━━ Exercise passage ━━

British Army general (1898–1973)

Major-General Ian David Erskine, (17 March 1898 – 27 July 1973) was a senior British Army officer.

==Early life==
Erskine was born in London, the son of Alan David Erskine and Enid Rate. He was the grandson of Sir Henry David Erskine and the great-grandson of Francis Seymour, 5th Marquess of Hertford. Erskine was educated at Sandroyd School and Winchester College then the Royal Military College, Sandhurst.

==Military career==
Erskine commissioned into the Scots Guards on 1 May 1917 and in August was deployed to the Western Front. Erskine was injured in October that year but returned to the front in October 1918. He served as adjutant at the Guards Depot between 1921 and 1923, before serving as regimental adjutant of the Scots Guards until July 1932. In September 1933 Erskine was promoted to major and between 1933 and 1935 undertook training at the Staff College, Camberley.

Between 1935 and 1939, Erskine was Brigade Major, 1st Guards Brigade, and served with the brigade in the Arab revolt in Palestine. Between 1939 and June 1940, Erskine was an instructor and then commandant of the Tactical School Middle East, before becoming commanding officer, 2nd Battalion Scots Guards. Between February and October 1941 he was commander of the 22nd Guards Brigade in Egypt, during which time he was Mentioned in Despatches and awarded the Distinguished Service Order. In 1942 he was Major-General Commanding Troops & Commandant Sudan Defence Force, and he was promoted to acting major general in April that year. From 1943 to 1945 Erskine was Brigade Commander, 148 Pre-OCTU Training Establishments.

━━━

Assigned task 1 - According to the biography of the army general, which regiment did Erskine join when he was commissioned on 1 May 1917?
Assigned task 2 - Return the part of the biography between "Major-General Ian David" and "Military College, Sandhurst.", inclusive, copied word for word.

━━ Supplied entries ━━

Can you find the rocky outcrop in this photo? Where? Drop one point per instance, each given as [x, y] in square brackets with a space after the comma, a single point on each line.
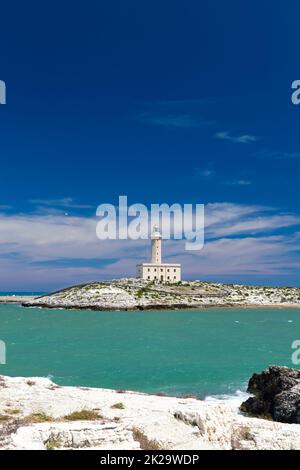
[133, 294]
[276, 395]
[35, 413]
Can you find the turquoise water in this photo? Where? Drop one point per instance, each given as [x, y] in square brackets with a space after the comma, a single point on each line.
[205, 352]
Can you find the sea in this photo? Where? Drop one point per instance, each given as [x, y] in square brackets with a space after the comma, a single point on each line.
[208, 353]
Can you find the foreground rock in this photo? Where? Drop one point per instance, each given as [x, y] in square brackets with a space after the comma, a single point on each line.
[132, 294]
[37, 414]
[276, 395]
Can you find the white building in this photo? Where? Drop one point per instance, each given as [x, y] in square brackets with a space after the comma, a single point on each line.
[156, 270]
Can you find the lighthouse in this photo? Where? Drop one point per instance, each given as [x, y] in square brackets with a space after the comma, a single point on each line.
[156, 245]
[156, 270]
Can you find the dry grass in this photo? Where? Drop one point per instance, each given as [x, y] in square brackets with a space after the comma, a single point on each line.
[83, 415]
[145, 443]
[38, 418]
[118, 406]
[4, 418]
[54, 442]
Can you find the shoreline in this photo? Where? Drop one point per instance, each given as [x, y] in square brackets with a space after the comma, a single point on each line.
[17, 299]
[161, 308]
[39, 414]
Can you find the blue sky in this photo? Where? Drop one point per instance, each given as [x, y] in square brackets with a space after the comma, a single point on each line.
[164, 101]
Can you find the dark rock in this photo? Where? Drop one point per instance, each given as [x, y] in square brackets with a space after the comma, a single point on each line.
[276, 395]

━━━
━━ Supplied entries ━━

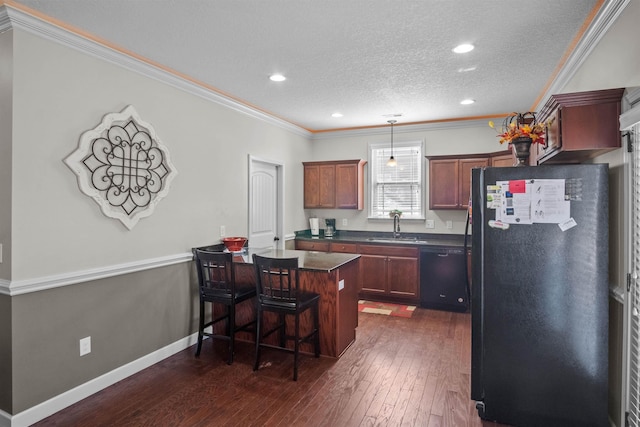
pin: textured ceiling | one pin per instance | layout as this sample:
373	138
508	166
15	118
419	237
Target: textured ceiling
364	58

━━━

Task response 1 - The Scots Guards.

Task response 2 -
Major-General Ian David Erskine, (17 March 1898 – 27 July 1973) was a senior British Army officer.

==Early life==
Erskine was born in London, the son of Alan David Erskine and Enid Rate. He was the grandson of Sir Henry David Erskine and the great-grandson of Francis Seymour, 5th Marquess of Hertford. Erskine was educated at Sandroyd School and Winchester College then the Royal Military College, Sandhurst.